STATED TASK —
Return every one of the records below word for word, leaving the pictures out.

════════

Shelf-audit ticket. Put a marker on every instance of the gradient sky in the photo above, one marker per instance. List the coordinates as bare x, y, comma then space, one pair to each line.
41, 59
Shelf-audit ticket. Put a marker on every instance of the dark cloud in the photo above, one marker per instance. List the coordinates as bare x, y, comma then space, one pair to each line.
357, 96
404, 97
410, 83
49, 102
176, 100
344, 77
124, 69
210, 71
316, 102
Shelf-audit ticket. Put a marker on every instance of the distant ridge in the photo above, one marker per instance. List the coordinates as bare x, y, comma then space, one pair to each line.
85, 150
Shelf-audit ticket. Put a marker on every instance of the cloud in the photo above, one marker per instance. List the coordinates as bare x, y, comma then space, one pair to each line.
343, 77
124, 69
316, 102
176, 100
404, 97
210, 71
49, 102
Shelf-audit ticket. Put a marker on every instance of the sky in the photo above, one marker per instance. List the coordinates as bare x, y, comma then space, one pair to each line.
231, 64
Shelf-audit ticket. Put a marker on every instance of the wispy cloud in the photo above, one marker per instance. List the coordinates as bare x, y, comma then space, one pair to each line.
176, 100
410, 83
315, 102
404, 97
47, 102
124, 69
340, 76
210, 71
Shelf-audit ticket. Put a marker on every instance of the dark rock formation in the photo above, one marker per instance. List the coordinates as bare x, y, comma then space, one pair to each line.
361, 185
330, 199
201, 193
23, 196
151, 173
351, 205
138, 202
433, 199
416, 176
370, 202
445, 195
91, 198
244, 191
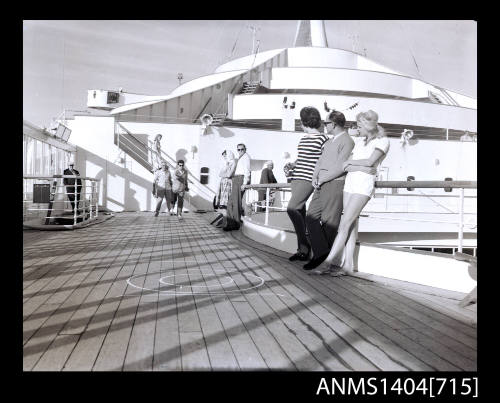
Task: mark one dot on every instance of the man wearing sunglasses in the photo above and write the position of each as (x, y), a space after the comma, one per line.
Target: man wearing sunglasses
(241, 177)
(325, 209)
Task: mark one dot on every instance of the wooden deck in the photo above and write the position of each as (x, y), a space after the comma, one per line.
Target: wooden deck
(93, 301)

════════

COMPLETE ANSWER —
Shelf-audit ticket. Put a marker on every instance of the gradient sky in the photo above, one marker per instance. List the coordinates as bare x, y, comma then space, one pair to each line.
41, 59
Shelf-audit ticket. Put a marker on every instance of the dark cloud in the photo above, one marker per instance. List the coordinates as bare x, y, comma then space, one pair to each line.
357, 96
404, 97
410, 83
49, 102
176, 100
344, 77
124, 69
210, 71
316, 102
Shelf-audit ticket. Put a marker on every instance of the distant ridge in the photo above, one marker per instance. List the coordinates as bare x, y, comma then space, one pair to each line.
85, 150
Shelf-audit ticket. Put a marker on every instance of the cloud in the photo above, one marker per instance. List the coordinates as bare x, y, comma then space, one pair to each line.
343, 77
124, 69
316, 102
176, 100
404, 97
210, 71
49, 102
Shelf-audit ticket. Put a marker on every instance of the sky in the photo above, one marker per instance. List the coordinates as bare x, y, comma then space, one pair to each line.
231, 64
Shelf-audit ticket. Put a marker on every instance of the wispy cloud in the photo above, one marker per instance. List the coordinates as bare x, y, comma then space, one pair to each line.
176, 100
410, 83
315, 102
404, 97
47, 102
124, 69
340, 76
210, 71
Shelf-audit ticket. Put a marker on every instance of the dark rock formation in the photo above, one marker per instance. List the coordinates as bare x, y, comma then space, one pair to each line.
361, 185
330, 199
201, 193
23, 196
151, 173
351, 205
138, 202
433, 199
416, 176
370, 202
445, 195
91, 198
244, 191
Task: mark one dot on every instance of the man wearing sunglasses in the photo above and write the position of each as (x, y), a space after the comma, one per line.
Target: man wearing sunglasses
(241, 177)
(325, 209)
Task: mark one dot on every instance of the wooden deck in the photo above and write the position of each as (x, y), a space after the comma, one per line.
Target: wooden deck
(93, 301)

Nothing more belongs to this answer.